(Your assignment): I need all of the entries printed exactly.

☆ ☆ ☆ ☆ ☆

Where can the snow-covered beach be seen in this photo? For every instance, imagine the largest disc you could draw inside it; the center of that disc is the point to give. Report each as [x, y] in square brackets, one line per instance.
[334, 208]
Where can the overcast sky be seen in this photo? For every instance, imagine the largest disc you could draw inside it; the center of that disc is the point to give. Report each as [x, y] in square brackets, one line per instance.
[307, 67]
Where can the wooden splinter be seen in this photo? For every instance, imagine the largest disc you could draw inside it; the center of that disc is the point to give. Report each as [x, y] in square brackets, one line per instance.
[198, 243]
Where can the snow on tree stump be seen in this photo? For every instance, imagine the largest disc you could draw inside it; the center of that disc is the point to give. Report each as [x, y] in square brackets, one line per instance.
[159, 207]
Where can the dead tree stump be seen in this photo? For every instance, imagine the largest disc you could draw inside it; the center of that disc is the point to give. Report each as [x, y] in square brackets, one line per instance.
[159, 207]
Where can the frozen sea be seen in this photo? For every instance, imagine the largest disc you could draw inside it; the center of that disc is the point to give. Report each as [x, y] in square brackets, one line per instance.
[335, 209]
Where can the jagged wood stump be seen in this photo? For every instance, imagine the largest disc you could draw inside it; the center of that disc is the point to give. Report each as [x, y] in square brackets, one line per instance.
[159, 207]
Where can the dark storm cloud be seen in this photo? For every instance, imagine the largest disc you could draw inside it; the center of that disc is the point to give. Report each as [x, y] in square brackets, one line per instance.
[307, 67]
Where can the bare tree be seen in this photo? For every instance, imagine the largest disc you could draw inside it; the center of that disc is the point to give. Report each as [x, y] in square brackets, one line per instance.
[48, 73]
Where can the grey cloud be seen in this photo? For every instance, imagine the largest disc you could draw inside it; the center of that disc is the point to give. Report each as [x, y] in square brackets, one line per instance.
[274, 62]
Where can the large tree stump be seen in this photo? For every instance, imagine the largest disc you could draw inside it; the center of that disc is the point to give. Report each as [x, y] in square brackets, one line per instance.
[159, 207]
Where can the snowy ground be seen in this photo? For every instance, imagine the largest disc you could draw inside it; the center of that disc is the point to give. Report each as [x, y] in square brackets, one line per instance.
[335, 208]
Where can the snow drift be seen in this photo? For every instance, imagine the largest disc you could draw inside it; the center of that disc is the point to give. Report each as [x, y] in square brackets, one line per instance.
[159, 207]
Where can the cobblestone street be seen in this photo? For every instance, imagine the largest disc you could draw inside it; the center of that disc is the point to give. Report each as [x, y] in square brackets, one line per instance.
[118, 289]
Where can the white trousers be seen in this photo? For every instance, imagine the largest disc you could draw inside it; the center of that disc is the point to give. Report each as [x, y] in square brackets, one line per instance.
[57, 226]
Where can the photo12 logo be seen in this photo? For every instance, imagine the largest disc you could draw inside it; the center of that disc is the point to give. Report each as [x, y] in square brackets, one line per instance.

☆ ☆ ☆ ☆ ☆

(Response for this exercise):
Where can the snow-covered beach be seen in this photo? For every instance, imagine the largest disc you could draw inside it; the center of that disc is the point to give. Report each as [x, y] in square brackets, one line per instance.
[334, 208]
Where can the overcast sky be seen in this photo? For every instance, imagine the largest disc you could draw inside it; the center of that disc is the point to give. Report each as [x, y] in square brackets, one line per instance.
[307, 67]
Where can the wooden splinter be seen in this photo? For every instance, imagine the largest disc you could draw inside it; the center of that disc is the point to give. Report each as [x, y] in square brackets, one line per instance.
[198, 243]
Where can the snow on tree stump be seen in this photo? For every instance, imagine the largest disc you could draw inside it; the center of that disc is the point to give. Report each as [x, y] in square brackets, one line per instance.
[159, 207]
Where can the dead tree stump be seen in this photo? For every instance, imagine the largest disc you could draw inside it; the center of that disc is the point to give. Report each as [x, y] in square brackets, one line per instance.
[159, 207]
Where can the frozen sea be seen in this photo? For every instance, imagine the largest disc you could draw inside it; the center of that disc is the point to give. Report each as [x, y] in square brackets, one line per instance.
[335, 209]
Where can the jagged wood stump be seen in this photo? For every instance, imagine the largest disc you could draw inside it; the center of that disc is the point to give. Report each as [x, y] in square brackets, one line per instance.
[159, 207]
Where can the dark storm cloud be seen in this photo? For every instance, imagine the largest disc you could draw inside it; the center of that disc is the point to give. Report each as [x, y] in square brackets, one line per instance.
[307, 67]
Where can the bare tree be seen in this photo? For every instance, imagine the largest disc you could draw inside it; the center of that disc is the point to give. Report each as [x, y] in square brackets, one line per instance.
[48, 73]
Where can the grey cloud be seen in this photo? For every instance, imagine the largest disc you could draw inside it; the center of that disc is the point to give. Report each as [x, y] in square brackets, one line per instance.
[274, 62]
Where can the large tree stump be seen in this photo? For every instance, imagine the largest disc you could draw inside it; the center of that disc is the point to give. Report each as [x, y] in square brackets, one line per instance.
[159, 207]
Where can the snowy ground be seen in this photo? For every instance, imagine the largest disc you could draw inside it; the center of that disc is the point to give. Report each as [x, y] in square brackets, one line per instance.
[335, 208]
Where can the snow drift be seen in this photo? For every instance, imagine the largest disc you could draw inside it; the center of that disc is the point to give. Report each as [x, y] in square brackets, one line per instance.
[159, 207]
Where can the cobblestone street be seen in this photo? For every instance, imagine the largest disc you could draw inside it; the center of that disc is the point to give. Report each as [x, y] in square brackets, one line per instance.
[118, 289]
Where can the white trousers be seen in this photo? For every instance, imagine the largest disc you could draw inside it; the center of that disc is the point to give. Report each as [x, y] in square brackets, one line per instance.
[57, 226]
Where can the photo12 logo be seen in this photo? For every instance, imagine the largest disc you could draw inside it; the center of that disc is the point to give. Report each as [x, y] in square brackets, one line per instance.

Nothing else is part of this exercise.